Locate every line in the items below that contains the word "blue", and copy each such line.

[Start Excerpted data]

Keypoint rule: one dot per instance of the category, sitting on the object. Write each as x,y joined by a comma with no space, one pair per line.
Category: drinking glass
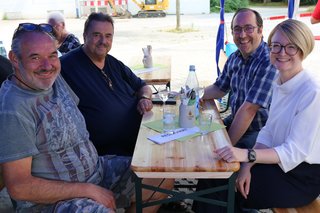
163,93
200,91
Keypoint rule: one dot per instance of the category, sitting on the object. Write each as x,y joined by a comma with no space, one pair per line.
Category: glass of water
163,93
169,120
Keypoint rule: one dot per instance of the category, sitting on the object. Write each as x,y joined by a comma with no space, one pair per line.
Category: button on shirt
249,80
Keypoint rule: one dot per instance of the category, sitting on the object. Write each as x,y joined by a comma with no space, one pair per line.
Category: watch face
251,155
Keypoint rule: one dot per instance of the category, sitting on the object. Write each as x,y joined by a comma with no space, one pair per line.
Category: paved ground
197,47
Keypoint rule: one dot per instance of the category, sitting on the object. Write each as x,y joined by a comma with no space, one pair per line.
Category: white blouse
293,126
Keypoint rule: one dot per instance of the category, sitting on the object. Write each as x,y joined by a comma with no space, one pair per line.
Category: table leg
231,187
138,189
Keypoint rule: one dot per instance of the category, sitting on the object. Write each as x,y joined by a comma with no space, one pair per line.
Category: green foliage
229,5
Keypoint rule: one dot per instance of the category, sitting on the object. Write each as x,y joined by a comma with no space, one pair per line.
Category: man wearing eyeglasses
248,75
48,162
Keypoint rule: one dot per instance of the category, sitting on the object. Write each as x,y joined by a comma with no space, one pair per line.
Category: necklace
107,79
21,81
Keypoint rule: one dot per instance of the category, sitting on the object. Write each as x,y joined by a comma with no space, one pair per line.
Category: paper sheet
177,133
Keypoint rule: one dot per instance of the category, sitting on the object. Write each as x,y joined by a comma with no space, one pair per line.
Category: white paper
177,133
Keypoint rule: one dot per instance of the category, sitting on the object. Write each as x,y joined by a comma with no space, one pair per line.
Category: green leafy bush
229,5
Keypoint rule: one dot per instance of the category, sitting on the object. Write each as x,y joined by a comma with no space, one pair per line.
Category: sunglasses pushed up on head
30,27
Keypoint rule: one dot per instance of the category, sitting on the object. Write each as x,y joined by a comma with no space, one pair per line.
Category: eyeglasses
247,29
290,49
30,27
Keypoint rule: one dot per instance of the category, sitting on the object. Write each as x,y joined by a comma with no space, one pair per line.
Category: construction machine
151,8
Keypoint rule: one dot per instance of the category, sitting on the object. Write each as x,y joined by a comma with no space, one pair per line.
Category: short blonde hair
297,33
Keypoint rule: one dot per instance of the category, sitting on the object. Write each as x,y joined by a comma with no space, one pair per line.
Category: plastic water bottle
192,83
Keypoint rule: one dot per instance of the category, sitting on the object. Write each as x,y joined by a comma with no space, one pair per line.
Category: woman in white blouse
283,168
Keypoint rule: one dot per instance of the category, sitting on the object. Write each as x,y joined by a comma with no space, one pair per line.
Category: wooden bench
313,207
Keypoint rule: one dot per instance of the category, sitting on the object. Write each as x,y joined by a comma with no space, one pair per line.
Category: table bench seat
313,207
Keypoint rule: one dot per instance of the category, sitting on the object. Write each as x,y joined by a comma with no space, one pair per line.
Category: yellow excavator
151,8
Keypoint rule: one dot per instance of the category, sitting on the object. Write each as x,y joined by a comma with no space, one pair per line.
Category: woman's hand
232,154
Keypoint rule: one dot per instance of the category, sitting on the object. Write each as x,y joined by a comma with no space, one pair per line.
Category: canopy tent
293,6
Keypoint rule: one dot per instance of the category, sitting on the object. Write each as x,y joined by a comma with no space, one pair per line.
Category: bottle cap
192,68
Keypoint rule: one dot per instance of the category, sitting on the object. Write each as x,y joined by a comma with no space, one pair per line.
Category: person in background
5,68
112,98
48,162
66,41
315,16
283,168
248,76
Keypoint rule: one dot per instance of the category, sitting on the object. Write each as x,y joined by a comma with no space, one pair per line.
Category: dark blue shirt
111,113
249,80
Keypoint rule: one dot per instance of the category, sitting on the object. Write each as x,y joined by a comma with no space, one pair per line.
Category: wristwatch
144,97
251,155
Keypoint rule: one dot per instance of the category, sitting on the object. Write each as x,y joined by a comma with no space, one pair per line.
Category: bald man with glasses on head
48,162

[End Excerpted data]
[Start Excerpted data]

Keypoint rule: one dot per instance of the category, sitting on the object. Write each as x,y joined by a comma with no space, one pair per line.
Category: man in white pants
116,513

[End Excerpted data]
[Start Excerpted data]

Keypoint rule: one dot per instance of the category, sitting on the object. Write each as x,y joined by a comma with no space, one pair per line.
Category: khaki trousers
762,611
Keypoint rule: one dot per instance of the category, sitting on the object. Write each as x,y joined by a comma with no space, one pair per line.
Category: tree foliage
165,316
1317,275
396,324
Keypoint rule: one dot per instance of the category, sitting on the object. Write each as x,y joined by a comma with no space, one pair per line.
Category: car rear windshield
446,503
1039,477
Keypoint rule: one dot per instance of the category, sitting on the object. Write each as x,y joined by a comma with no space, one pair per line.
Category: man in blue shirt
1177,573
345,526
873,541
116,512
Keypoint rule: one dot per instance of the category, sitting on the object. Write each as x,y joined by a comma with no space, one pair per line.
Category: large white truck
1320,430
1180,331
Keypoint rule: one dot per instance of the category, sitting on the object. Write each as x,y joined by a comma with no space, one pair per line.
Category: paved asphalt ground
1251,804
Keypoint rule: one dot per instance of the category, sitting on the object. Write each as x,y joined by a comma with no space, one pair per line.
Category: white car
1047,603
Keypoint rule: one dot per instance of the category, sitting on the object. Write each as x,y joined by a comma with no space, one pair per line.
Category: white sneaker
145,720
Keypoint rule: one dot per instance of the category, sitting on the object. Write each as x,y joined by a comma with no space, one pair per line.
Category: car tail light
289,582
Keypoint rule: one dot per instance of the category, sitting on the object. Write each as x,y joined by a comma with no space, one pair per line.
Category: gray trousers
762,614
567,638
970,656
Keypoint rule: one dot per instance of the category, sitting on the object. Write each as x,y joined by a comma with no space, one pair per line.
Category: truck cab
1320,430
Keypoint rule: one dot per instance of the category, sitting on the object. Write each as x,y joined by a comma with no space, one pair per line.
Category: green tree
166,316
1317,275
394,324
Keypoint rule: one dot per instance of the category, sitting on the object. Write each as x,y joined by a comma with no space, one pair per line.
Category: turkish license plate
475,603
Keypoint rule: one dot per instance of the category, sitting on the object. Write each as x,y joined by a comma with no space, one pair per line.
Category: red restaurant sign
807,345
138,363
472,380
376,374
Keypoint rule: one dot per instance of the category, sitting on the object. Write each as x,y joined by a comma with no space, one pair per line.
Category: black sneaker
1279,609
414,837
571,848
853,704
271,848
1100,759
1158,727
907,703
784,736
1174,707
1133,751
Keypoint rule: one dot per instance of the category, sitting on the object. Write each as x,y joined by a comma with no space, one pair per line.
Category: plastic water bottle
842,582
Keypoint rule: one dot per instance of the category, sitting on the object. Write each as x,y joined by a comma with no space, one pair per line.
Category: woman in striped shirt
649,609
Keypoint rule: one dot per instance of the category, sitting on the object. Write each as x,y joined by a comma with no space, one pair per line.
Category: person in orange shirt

[End Excerpted data]

Full response:
Category: dark blue shirt
Category: man in blue shirt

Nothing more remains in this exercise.